+++ PROVIDED PASSAGE +++

Live updates: Iran declares Strait of Hormuz ‘completely open’ as ceasefire holds in Lebanon

US President Donald Trump said a deal with Iran is coming, claiming on Thursday that “we’re going to have victory. Very shortly.”
He did not give any details on the promise — but then again, details are not often part of Trump’s modus operandi, because they may take too long to agree on. The Iran talks illustrate this perhaps more than any other issue.
Trump has given Tehran two weeks to agree a deal. That’s an ambitious goal given the previous Iran nuclear agreement, which Trump withdrew from during his first term, took years to negotiate.
Known as the JCPOA (which stands for Joint Comprehensive Plan of Action), the agreement was struck in 2015 under then-President Barack Obama. But work on it started years before that, when Obama decided, after coming to power in 2009, to engage with Iran directly.
The Obama administration opened a secret back channel with Iran and, in 2012, presented Tehran with a new offer: Iran would limit its nuclear ambitions, cap its uranium enrichment and allow international inspectors to inspect its sites in exchange for the lifting of some sanctions and unfreezing billions in frozen Iranian assets.
It took 20 months of intensive negotiations for the US and its partners to get to the deal. Former national security adviser Jake Sullivan, who was part of the negotiations, said nuclear negotiations like this are “particularly challenging.”
“They are both highly political, meaning they involve issues that require political leadership on each side to contend with, and they’re highly technical because they involve an understanding of the nuclear fuel cycle of how verification works, how nuclear stockpiles work, how centrifuges work,” he told the Harvard Kennedy School last year.
Sullivan said this meant large teams of experts from many different fields were involved.
Now compare that to the Trump approach. Negotiations are being handled by special envoy Steve Witkoff, and Trump’s son-in-law Jared Kushner, both real-estate developers with little experience with nuclear negotiations, and the Vice President JD Vance who, according to Trump himself, is there mostly so that if the deal doesn’t happen, Trump has someone else to blame.
The team has been critized for having little technical understanding of the issues discussed, pressing instead for a quick headline deal that would allow Trump to take the win – with details to be ironed out later.
This approach may not be the traditional way to do diplomacy, but it has worked in the past in some cases – such as when Trump got a ceasefire agreement in Gaza.

+++ RECORD EXCERPTS +++

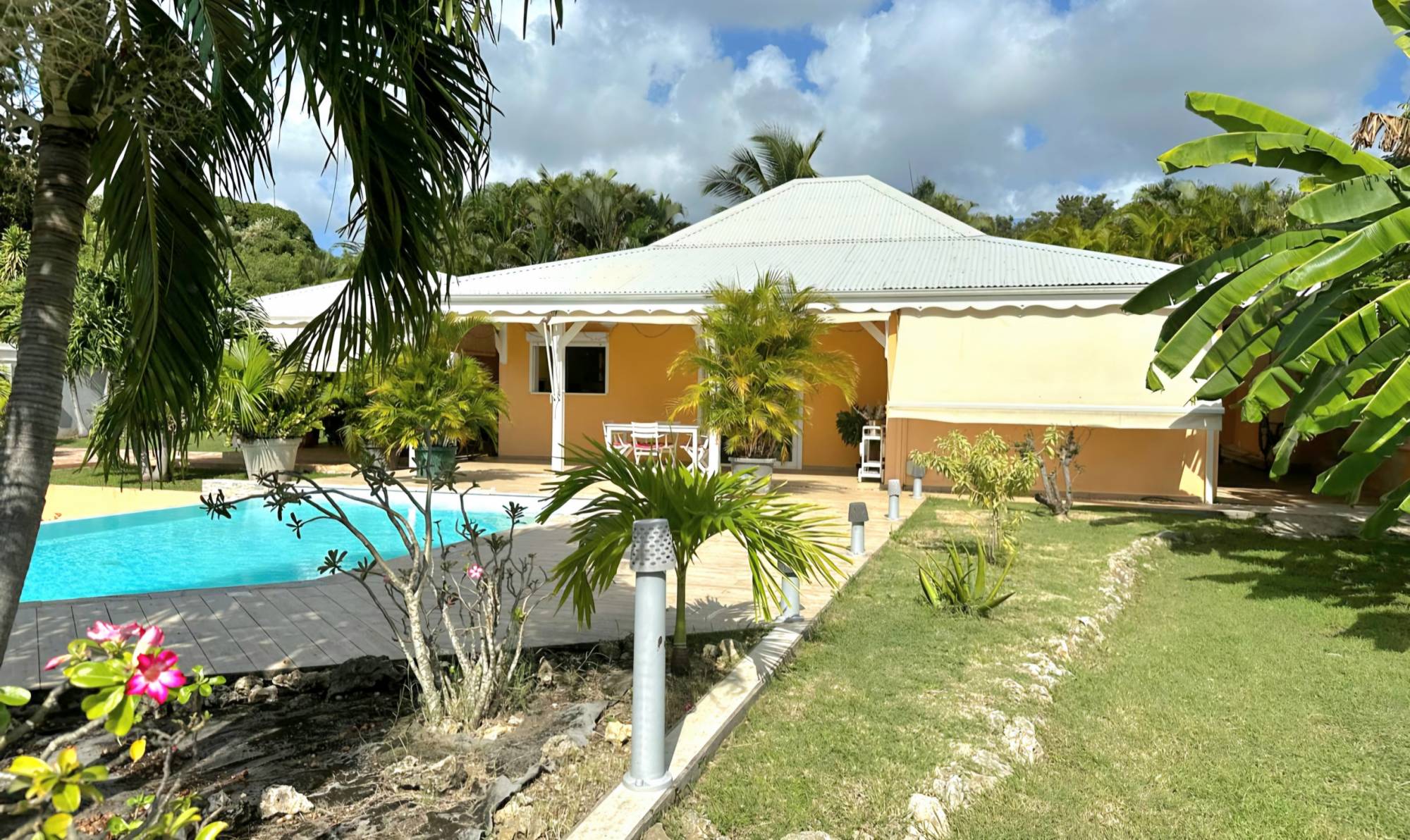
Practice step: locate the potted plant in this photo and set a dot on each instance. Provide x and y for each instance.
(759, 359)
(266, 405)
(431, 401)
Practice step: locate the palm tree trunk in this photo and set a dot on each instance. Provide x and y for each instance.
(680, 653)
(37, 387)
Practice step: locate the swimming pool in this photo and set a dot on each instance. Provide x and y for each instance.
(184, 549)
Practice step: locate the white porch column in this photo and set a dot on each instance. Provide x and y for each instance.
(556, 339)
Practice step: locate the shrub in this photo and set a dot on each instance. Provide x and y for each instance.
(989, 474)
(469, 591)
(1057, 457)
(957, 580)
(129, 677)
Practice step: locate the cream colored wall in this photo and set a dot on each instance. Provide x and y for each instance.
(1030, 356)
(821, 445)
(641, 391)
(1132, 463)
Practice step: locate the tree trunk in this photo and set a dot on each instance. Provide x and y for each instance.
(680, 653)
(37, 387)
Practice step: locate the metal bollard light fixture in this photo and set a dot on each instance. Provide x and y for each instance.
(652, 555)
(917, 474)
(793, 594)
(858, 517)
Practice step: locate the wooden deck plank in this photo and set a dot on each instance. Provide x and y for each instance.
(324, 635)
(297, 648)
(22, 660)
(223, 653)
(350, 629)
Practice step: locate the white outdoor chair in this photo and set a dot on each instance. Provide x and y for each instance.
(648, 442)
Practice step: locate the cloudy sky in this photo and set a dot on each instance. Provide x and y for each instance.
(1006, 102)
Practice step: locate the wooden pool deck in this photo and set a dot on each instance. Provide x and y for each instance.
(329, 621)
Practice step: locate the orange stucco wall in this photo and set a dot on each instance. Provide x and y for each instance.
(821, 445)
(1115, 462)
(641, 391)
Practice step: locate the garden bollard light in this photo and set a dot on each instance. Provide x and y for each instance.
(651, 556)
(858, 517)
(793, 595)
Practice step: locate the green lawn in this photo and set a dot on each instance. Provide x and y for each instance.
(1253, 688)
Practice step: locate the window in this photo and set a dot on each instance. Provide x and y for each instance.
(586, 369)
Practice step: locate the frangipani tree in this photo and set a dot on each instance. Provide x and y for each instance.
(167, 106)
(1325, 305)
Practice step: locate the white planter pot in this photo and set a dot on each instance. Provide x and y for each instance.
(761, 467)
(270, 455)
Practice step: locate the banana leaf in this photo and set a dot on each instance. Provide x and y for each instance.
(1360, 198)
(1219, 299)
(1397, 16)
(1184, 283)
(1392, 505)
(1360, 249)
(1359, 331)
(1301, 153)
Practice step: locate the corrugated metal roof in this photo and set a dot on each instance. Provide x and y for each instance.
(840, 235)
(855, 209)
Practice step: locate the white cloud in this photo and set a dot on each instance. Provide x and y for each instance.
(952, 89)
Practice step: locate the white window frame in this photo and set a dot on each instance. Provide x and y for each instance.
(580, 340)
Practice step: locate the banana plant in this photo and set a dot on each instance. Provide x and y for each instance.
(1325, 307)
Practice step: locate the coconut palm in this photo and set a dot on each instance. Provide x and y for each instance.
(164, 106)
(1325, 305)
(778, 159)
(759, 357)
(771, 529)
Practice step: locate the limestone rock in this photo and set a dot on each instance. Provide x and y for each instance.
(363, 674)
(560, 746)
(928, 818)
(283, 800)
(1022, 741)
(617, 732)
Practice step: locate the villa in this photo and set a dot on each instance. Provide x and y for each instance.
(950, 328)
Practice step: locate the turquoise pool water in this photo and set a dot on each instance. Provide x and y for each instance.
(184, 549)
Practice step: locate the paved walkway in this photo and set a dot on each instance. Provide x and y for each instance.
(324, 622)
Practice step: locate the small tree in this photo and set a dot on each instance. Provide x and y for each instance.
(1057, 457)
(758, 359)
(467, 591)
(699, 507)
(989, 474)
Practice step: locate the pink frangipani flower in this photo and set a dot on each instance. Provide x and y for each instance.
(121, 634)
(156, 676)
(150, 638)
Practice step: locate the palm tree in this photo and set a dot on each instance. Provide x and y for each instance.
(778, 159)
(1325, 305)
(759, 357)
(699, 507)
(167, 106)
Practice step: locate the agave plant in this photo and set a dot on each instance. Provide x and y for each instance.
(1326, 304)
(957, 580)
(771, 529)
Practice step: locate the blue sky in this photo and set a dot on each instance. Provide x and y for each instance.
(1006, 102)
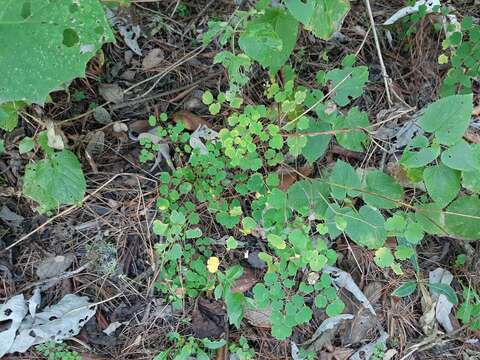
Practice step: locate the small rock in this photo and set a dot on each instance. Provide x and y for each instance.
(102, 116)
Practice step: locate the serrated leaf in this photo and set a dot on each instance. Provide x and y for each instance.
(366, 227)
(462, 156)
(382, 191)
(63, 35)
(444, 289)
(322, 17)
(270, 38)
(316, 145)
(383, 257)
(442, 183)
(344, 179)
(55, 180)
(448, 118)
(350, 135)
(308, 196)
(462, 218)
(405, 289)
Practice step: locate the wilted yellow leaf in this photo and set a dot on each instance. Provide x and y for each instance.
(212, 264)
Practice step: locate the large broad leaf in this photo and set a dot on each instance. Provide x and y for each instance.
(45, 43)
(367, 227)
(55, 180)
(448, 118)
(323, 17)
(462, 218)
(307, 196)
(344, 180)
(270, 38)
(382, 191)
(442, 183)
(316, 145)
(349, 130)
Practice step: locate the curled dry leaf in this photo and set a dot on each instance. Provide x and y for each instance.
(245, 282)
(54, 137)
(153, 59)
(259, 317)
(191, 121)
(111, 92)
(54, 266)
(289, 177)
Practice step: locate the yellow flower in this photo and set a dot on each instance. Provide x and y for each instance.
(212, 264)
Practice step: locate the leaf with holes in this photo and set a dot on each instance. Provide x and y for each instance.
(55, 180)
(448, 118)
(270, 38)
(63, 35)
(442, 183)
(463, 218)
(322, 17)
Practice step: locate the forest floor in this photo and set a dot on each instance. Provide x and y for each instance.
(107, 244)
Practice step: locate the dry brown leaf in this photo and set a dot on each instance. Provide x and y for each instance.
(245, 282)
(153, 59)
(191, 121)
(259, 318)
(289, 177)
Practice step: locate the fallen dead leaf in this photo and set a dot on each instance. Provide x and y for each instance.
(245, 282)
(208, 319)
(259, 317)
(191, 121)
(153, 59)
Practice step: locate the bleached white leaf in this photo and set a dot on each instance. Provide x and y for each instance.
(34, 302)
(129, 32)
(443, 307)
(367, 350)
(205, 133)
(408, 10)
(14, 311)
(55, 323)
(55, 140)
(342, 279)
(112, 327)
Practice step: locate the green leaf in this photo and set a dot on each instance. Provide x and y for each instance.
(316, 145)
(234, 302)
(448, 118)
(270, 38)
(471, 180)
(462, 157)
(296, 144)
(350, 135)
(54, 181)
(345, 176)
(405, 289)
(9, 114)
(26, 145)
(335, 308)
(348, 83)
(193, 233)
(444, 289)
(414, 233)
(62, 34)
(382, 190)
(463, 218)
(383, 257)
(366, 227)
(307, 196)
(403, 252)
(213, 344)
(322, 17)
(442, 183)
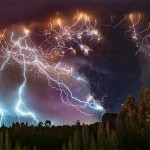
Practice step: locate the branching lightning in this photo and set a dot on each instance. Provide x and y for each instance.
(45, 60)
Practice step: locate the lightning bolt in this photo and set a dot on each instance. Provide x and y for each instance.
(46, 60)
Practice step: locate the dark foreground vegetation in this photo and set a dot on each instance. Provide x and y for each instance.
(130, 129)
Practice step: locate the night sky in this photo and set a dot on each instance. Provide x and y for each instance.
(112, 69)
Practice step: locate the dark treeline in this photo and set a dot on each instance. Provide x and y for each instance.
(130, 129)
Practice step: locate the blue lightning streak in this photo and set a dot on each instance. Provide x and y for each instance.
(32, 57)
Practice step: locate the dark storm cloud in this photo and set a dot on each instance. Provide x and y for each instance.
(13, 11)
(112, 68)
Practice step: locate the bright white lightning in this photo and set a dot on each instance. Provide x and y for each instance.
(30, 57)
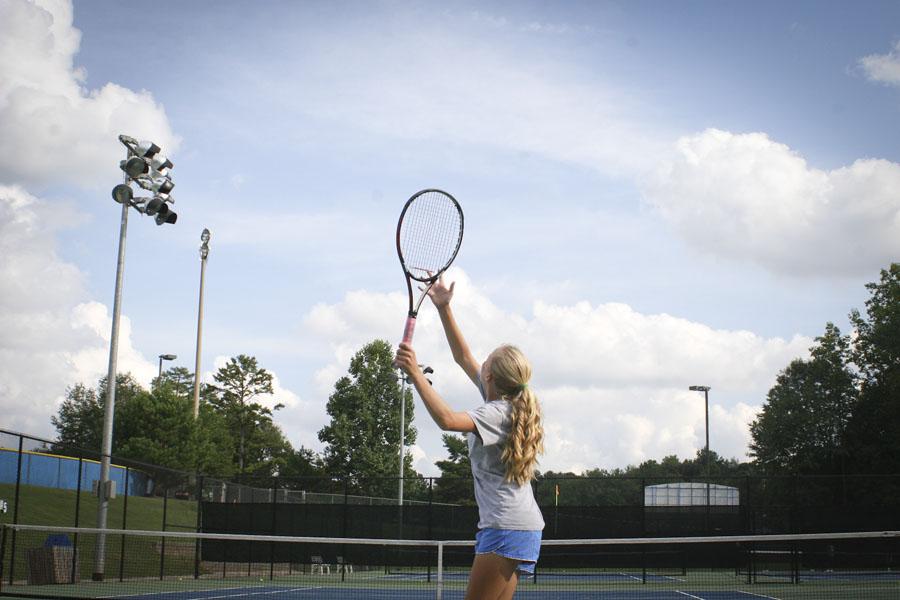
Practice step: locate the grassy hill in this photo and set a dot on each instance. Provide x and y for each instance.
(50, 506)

+++

▸ EXERCISE REQUIREMENTS
1. Output the part of the news article starting at "He did not give" and ending at "years to negotiate.".
2. Using the news article, answer these:
(a) In what year was the JCPOA struck?
(b) How many months of intensive negotiations did it take to reach that deal?
(c) How long has Trump given Tehran to agree a deal?
Rely only on the news article above.

▸ ANSWERS BELOW
1.
He did not give any details on the promise — but then again, details are not often part of Trump’s modus operandi, because they may take too long to agree on. The Iran talks illustrate this perhaps more than any other issue.
Trump has given Tehran two weeks to agree a deal. That’s an ambitious goal given the previous Iran nuclear agreement, which Trump withdrew from during his first term, took years to negotiate.

2.
(a) 2015
(b) 20 months
(c) Two weeks